The problem with selling God and the full God product line like this is that these claims are untrue. Just because God had an intention in creating us it doesn't give us purpose. He could have made you to be a paperweight, but that wouldn't mean you'd get a warm fuzzy feeling whenever you stood on loose paper. Significance and purpose is something that comes from the nature of what people do. Being a paperweight is not as significant as saving a child from the clutches of fearsome death. Whether or not you were created to save children from angry bears doesn't have any bearing on how meaningful that act is. A person's sense of significance, meaning and purpose is determined from their mental map of the world - and for many people that map doesn't include God. Anything can feel significant, meaningful and purposeful if people deem it to be so, based on their values and ethical compass. People don't need God to tell them their True Purpose™ to live purposefully in positive ways that are meaningful and significant even by Christian standards.

The God-Shaped Hole™ of unhappy incompleteness is a dangerously ambiguous name for the implacable but deeply felt shortcomings in people's lives. If people feel an emptiness in their life Christians all too quickly assume it's because they're disconnected from God rather than because they need to learn to build deeper friendships. If they're feeling depressed, they don't need to deal and resolve the underlying issues, they just need to rest in God's loving grace and allow Him to resolve it. In fact, you can adopt a very harmful mental map of the world, and think the problems in your life will all go away if you have a good Relationship with God™ without dealing with the actual reasons you are making your life into suffering.

Excerpts of location labeling data
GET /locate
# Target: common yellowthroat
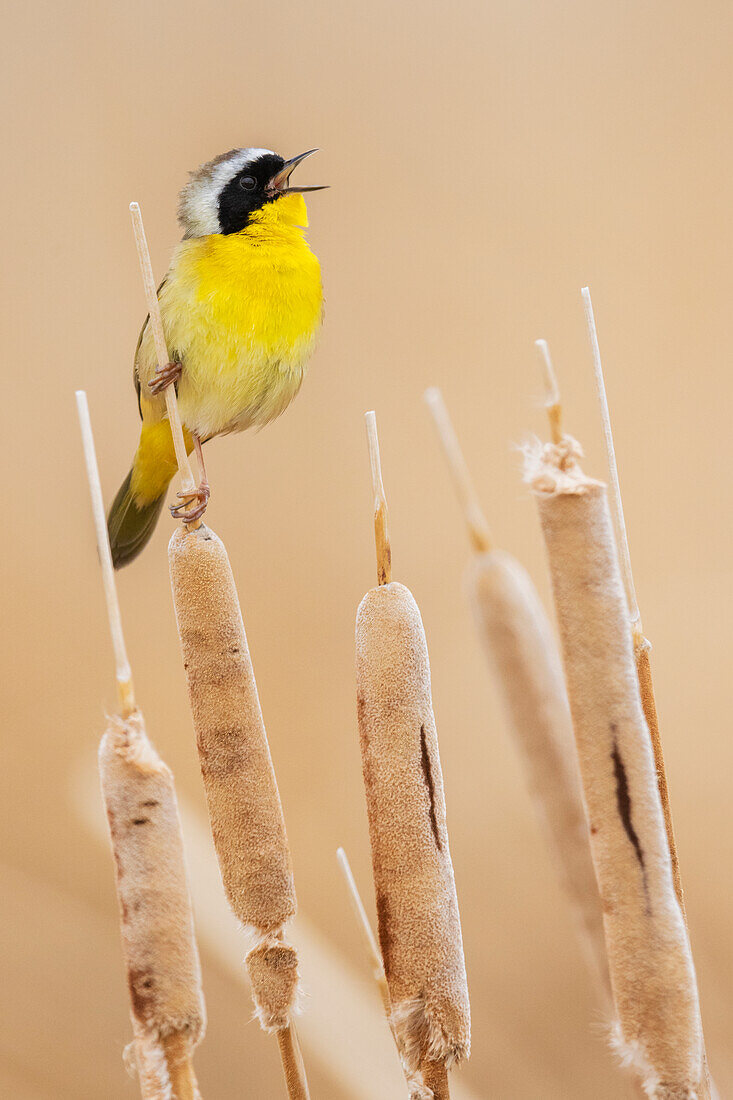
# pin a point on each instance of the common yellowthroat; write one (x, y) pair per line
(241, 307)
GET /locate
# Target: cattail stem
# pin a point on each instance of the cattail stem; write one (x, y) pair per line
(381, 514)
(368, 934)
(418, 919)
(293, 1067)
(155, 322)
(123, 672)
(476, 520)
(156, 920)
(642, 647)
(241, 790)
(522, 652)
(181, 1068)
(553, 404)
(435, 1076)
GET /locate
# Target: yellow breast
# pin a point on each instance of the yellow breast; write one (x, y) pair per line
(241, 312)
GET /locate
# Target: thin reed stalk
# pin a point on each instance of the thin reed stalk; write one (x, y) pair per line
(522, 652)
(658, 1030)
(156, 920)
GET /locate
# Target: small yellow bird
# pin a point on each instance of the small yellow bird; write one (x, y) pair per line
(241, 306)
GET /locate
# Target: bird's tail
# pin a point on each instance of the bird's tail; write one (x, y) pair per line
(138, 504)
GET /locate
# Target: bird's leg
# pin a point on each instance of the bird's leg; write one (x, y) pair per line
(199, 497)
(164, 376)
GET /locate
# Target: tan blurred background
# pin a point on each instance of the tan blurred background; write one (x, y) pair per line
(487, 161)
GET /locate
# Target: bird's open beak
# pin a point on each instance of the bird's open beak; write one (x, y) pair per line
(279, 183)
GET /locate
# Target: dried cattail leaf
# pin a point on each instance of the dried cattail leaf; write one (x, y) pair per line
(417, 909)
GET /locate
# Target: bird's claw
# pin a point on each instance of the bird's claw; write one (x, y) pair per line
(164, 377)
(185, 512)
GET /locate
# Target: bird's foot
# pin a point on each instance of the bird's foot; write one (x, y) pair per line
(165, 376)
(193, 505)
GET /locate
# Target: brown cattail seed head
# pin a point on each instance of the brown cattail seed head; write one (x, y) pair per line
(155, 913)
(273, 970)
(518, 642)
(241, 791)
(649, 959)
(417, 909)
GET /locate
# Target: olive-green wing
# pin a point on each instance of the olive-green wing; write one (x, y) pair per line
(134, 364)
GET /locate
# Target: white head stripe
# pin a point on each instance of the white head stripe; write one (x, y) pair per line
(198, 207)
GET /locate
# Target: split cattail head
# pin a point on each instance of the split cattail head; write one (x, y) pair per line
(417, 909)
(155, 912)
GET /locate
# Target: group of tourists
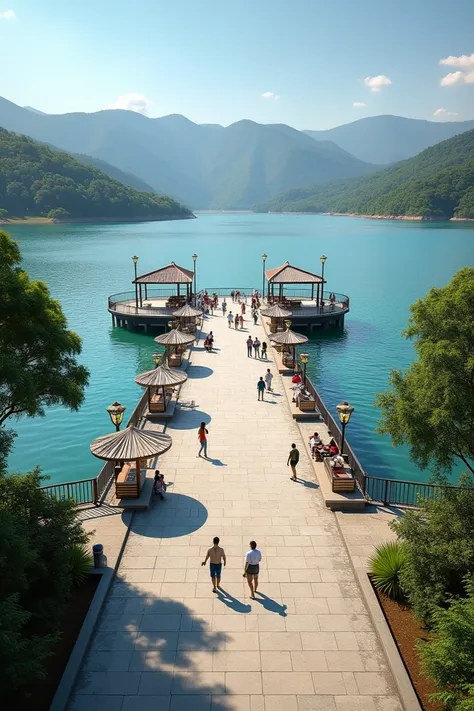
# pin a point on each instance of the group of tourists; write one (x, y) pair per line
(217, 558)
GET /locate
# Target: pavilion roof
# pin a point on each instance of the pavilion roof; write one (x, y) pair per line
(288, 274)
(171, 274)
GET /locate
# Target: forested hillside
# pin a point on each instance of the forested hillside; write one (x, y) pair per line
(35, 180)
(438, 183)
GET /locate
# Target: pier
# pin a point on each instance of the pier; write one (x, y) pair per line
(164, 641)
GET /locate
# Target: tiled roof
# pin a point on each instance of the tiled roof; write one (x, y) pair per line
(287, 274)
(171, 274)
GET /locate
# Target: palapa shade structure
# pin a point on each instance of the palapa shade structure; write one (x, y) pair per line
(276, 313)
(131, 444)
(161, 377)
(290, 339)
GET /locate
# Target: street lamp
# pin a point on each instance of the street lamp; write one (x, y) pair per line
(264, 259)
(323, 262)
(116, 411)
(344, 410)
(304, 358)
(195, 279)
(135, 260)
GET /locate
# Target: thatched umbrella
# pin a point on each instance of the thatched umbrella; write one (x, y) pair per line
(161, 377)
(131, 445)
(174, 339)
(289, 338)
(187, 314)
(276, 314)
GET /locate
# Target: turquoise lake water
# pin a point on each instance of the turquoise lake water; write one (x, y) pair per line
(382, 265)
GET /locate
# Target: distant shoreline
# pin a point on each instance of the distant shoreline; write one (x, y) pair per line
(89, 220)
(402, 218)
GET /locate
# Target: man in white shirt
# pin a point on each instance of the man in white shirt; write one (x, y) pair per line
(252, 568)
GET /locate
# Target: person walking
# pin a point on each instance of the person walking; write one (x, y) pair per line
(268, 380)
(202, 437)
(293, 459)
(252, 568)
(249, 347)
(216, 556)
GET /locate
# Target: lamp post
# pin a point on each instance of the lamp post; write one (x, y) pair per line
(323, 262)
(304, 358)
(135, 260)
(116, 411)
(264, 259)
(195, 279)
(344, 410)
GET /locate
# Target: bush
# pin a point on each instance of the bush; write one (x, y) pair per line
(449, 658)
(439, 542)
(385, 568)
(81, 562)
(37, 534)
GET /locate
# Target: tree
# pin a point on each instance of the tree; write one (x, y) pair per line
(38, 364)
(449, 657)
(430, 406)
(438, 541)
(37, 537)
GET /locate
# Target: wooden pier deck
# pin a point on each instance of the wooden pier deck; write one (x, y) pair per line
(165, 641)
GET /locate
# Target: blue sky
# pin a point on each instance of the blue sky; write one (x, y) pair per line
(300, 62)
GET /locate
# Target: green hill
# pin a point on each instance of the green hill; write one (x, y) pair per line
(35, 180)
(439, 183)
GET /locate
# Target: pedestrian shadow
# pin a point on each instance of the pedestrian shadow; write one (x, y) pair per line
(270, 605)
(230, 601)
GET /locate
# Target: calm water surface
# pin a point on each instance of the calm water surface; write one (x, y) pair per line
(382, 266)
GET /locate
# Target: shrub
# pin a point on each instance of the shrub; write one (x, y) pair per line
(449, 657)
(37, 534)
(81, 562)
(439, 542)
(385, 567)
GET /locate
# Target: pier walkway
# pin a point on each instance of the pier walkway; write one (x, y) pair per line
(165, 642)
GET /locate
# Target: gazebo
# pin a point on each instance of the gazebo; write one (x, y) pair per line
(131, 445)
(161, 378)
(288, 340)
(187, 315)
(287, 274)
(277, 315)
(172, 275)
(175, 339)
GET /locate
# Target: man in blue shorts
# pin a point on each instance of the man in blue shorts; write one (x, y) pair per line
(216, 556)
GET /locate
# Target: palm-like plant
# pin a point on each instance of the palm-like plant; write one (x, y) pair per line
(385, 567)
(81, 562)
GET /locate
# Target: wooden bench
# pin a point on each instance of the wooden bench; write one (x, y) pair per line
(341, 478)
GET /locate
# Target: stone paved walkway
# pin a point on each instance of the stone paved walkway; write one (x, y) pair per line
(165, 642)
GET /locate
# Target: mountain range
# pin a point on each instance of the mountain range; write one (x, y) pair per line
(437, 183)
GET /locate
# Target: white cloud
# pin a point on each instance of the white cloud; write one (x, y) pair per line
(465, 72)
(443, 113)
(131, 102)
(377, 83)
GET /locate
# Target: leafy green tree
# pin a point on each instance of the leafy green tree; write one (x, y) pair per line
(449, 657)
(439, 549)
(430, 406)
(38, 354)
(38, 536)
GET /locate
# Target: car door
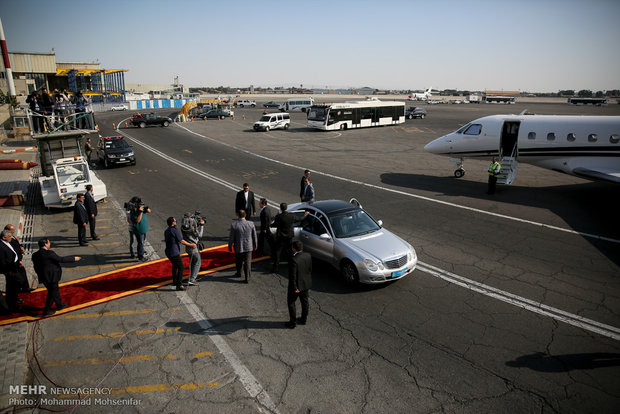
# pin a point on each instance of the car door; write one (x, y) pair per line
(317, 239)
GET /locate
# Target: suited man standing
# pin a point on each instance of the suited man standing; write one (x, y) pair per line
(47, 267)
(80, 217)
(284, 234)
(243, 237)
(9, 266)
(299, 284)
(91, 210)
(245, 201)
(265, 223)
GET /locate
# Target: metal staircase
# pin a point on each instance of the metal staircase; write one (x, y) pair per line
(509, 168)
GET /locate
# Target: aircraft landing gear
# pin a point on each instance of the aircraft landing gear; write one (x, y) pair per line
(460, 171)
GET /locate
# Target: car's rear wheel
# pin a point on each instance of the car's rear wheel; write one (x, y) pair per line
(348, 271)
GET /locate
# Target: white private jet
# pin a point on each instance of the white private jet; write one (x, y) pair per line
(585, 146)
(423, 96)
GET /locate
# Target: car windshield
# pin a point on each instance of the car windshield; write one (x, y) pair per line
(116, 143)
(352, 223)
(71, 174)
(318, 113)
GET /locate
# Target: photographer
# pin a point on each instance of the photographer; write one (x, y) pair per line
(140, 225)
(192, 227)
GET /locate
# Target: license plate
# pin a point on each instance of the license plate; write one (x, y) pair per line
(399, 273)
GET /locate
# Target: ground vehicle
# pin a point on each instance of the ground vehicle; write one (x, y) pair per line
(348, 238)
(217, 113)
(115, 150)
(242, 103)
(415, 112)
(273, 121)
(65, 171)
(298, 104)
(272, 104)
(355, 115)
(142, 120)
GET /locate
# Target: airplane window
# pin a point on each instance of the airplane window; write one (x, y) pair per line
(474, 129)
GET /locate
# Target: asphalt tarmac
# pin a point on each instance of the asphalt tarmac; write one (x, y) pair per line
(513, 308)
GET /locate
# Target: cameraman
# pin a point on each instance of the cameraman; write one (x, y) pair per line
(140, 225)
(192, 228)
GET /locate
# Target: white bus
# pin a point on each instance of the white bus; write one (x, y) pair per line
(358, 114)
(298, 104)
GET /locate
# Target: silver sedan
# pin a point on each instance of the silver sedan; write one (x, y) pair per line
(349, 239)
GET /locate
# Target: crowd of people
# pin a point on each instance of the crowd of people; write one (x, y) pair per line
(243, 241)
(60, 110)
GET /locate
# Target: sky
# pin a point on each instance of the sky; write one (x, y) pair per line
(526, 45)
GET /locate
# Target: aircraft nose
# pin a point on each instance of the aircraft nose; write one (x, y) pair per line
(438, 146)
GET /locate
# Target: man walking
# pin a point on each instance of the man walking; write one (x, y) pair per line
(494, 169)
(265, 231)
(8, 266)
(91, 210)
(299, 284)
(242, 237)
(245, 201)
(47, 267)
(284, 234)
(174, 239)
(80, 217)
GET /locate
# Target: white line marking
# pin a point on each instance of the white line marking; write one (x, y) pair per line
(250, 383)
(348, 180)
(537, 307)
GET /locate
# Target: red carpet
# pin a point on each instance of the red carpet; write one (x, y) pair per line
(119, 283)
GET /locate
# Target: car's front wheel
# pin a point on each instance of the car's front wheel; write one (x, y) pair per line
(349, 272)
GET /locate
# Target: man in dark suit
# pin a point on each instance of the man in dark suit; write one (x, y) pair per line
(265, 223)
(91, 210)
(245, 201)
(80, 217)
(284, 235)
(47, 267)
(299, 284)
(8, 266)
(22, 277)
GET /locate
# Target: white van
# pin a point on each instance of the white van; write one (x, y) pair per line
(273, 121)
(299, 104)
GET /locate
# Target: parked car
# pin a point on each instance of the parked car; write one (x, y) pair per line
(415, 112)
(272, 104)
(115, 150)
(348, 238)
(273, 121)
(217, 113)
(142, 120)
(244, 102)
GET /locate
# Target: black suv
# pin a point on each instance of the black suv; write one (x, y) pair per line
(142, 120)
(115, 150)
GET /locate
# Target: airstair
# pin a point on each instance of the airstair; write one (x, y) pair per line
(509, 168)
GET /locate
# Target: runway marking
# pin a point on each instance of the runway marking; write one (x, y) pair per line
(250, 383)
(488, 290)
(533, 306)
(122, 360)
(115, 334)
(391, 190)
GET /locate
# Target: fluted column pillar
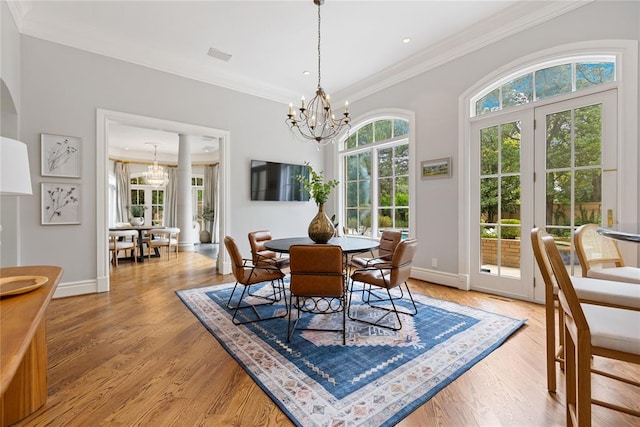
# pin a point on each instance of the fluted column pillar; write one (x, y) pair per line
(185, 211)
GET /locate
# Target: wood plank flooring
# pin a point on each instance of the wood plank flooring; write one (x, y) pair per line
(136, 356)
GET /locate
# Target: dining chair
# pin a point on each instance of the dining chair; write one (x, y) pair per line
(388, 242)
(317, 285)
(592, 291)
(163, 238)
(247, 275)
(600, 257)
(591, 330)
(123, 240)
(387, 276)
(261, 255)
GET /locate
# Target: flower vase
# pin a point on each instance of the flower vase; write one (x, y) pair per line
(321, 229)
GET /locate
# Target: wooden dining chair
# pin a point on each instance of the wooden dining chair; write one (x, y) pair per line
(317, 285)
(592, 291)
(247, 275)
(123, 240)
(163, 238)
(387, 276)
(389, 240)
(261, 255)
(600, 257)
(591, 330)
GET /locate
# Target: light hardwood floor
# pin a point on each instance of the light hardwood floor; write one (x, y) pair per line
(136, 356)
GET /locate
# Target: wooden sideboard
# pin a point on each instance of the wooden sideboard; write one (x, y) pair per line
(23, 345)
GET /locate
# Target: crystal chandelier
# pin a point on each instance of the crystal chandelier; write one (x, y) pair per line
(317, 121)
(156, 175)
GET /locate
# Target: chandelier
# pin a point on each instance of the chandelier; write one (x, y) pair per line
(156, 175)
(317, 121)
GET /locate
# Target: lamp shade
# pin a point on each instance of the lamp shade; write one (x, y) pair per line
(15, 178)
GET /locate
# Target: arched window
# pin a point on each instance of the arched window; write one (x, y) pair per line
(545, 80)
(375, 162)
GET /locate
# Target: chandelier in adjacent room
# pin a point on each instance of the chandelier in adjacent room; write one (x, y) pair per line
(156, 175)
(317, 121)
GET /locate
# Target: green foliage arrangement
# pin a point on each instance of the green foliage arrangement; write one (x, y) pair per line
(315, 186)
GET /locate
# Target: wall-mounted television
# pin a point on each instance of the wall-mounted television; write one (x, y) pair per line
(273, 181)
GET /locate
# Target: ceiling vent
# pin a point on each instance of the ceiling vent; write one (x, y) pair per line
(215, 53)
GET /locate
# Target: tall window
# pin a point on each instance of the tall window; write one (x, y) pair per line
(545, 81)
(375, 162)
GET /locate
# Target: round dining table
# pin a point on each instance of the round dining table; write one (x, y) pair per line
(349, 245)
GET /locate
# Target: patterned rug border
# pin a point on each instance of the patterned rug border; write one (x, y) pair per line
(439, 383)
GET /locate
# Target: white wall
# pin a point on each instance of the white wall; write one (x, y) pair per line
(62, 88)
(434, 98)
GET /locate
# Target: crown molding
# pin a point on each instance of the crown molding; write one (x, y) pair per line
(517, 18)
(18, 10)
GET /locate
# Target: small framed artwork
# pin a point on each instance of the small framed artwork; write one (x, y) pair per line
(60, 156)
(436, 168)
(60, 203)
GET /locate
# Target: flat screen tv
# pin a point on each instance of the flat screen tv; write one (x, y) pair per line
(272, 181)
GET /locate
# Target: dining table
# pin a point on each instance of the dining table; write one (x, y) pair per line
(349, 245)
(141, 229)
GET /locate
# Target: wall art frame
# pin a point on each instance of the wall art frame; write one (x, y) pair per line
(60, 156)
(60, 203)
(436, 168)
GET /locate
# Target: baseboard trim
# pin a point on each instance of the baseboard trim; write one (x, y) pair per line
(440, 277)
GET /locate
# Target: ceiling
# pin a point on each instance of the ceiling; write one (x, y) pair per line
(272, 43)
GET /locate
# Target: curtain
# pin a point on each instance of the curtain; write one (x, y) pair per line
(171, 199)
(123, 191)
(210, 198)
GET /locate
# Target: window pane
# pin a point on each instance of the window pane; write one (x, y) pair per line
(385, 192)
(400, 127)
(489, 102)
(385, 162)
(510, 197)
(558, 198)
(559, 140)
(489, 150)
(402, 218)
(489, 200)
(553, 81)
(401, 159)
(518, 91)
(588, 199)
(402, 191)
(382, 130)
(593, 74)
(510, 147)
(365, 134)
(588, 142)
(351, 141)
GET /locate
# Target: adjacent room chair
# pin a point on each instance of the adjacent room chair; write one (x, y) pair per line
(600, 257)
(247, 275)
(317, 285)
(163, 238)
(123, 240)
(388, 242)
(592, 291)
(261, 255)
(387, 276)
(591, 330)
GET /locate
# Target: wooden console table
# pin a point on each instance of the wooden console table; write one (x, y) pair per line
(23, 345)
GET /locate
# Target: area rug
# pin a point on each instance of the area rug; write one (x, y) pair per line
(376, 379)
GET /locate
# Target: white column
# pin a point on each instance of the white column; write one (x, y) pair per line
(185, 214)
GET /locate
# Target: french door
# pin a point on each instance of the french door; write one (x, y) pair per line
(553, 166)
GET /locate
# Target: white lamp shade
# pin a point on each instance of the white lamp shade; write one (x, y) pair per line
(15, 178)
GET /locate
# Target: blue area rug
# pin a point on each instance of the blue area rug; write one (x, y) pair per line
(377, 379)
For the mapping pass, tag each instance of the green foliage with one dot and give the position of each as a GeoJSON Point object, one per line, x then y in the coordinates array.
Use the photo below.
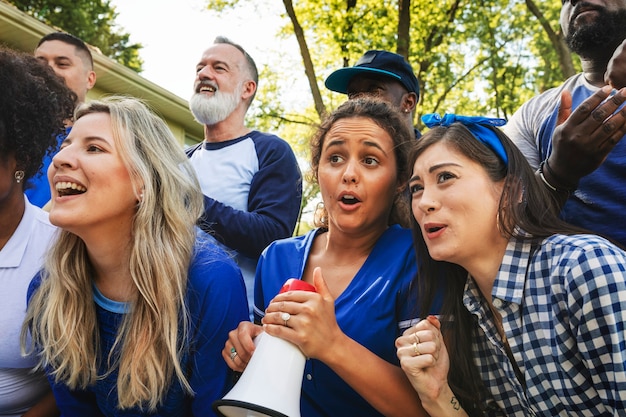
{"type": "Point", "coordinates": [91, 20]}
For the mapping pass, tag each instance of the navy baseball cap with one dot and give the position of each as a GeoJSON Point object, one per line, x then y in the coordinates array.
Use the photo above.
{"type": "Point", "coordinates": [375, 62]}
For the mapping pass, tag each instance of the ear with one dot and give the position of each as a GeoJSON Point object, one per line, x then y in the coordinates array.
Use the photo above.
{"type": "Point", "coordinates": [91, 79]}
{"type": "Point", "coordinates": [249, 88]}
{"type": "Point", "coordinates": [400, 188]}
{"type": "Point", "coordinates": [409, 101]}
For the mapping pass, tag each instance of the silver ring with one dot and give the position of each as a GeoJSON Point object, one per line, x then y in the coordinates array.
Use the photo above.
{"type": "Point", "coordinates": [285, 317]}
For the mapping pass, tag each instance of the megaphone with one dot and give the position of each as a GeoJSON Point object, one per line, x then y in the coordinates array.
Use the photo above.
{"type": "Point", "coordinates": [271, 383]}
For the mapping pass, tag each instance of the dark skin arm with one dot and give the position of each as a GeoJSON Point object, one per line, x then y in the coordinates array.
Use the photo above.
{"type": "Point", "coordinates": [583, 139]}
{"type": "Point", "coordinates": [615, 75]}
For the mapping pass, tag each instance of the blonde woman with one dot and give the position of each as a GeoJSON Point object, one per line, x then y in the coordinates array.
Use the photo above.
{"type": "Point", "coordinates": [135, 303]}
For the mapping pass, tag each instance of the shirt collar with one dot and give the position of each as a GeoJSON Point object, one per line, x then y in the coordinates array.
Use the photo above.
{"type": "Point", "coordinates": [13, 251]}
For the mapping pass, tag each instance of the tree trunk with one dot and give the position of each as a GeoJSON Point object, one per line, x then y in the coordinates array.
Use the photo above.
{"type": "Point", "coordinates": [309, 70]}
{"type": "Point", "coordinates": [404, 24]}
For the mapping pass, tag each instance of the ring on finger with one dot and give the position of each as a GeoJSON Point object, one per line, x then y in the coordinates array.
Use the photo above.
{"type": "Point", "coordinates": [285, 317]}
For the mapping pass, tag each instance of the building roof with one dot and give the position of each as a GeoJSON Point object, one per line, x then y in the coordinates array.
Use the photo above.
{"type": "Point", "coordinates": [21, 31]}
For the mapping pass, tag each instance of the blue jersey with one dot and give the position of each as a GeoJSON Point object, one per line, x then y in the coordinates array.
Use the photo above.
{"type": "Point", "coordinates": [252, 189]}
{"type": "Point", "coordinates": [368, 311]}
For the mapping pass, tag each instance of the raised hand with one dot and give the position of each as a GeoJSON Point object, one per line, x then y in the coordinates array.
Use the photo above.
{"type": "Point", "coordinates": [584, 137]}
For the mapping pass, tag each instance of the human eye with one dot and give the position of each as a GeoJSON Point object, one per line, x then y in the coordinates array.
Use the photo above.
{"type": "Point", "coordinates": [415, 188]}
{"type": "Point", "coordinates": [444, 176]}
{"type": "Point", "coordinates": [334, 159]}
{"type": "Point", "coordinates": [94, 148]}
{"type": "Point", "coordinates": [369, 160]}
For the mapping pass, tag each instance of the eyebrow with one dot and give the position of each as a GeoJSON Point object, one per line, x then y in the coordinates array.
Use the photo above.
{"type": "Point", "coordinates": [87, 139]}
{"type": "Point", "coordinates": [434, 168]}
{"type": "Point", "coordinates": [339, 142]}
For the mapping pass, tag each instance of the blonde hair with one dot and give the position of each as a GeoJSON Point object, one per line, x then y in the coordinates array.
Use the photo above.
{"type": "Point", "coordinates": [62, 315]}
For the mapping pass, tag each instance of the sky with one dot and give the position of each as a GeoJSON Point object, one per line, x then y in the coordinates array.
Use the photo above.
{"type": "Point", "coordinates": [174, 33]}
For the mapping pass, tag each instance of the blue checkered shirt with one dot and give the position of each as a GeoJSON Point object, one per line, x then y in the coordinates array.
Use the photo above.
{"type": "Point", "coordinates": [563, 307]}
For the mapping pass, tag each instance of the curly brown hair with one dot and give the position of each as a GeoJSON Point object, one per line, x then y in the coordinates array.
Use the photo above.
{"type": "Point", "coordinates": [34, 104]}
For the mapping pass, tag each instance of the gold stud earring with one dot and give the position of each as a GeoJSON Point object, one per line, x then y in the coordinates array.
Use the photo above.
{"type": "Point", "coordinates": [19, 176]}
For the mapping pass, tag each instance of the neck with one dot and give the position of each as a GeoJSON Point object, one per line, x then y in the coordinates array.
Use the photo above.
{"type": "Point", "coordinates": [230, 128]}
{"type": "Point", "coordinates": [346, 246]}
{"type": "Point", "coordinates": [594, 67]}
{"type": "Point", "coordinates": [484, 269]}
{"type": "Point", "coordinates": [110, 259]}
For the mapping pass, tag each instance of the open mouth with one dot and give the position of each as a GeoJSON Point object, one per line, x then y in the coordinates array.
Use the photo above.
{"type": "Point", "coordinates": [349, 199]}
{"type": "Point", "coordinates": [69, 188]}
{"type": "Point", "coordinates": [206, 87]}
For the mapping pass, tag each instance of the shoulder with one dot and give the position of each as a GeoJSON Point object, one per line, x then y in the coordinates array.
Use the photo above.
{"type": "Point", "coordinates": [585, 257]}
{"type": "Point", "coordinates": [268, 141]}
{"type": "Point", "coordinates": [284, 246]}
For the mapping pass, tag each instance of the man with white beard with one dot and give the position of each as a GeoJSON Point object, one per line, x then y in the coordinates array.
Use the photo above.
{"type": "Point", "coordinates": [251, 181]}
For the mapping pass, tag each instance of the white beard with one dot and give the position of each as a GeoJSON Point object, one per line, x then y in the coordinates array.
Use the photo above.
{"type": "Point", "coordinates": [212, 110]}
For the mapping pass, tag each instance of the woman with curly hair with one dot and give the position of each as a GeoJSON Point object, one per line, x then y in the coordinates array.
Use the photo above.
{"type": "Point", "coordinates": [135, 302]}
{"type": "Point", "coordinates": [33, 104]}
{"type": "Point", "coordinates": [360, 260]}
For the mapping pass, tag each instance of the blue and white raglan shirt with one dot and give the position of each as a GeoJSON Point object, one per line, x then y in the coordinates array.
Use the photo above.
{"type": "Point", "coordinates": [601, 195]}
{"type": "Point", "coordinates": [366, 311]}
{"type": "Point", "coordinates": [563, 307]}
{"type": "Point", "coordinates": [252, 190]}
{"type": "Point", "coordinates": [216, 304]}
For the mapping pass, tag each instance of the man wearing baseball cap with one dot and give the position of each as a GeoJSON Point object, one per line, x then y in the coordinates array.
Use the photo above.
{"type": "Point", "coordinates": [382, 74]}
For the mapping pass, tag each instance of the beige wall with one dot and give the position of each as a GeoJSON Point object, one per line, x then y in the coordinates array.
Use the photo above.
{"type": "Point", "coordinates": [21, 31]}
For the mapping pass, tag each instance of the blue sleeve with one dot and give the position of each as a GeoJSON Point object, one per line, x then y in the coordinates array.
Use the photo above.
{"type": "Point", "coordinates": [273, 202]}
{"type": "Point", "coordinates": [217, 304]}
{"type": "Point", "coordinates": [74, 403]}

■ OBJECTIVES ■
1: Print everything in the passage about God and purpose from "The God-Shaped Hole™" down to "life into suffering.".
2: Select each line of the records that contains the word "column", and copy those lines.

■ SOLUTIONS IN ORDER ■
1:
The God-Shaped Hole™ of unhappy incompleteness is a dangerously ambiguous name for the implacable but deeply felt shortcomings in people's lives. If people feel an emptiness in their life Christians all too quickly assume it's because they're disconnected from God rather than because they need to learn to build deeper friendships. If they're feeling depressed, they don't need to deal and resolve the underlying issues, they just need to rest in God's loving grace and allow Him to resolve it. In fact, you can adopt a very harmful mental map of the world, and think the problems in your life will all go away if you have a good Relationship with God™ without dealing with the actual reasons you are making your life into suffering.

2:
# Target: fluted column pillar
# pin a point on each instance of the fluted column pillar; write one (x, y) pair per line
# Target: white column
# pin a point on each instance of the white column; write one (x, y) pair per line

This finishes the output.